Given data below:
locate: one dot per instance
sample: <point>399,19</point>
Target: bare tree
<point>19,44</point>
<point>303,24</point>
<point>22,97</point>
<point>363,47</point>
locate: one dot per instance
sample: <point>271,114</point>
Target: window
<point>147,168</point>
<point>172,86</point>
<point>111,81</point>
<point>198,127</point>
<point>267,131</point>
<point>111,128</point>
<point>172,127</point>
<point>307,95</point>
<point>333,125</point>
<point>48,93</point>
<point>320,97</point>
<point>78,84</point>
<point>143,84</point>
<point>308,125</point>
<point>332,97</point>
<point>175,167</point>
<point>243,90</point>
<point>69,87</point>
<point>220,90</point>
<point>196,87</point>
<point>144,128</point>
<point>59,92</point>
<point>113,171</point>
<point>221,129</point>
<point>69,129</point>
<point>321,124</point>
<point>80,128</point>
End of Given data.
Given data below:
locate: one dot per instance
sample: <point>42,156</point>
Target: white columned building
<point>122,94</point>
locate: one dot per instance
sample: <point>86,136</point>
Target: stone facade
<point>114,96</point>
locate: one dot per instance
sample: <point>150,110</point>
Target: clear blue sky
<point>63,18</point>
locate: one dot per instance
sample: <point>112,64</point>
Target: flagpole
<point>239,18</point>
End of Given data.
Prompt: All lines of the records containing "sample" should be shown.

Exercise response:
sample: <point>399,19</point>
sample: <point>271,114</point>
sample: <point>42,156</point>
sample: <point>86,136</point>
sample: <point>150,110</point>
sample: <point>112,64</point>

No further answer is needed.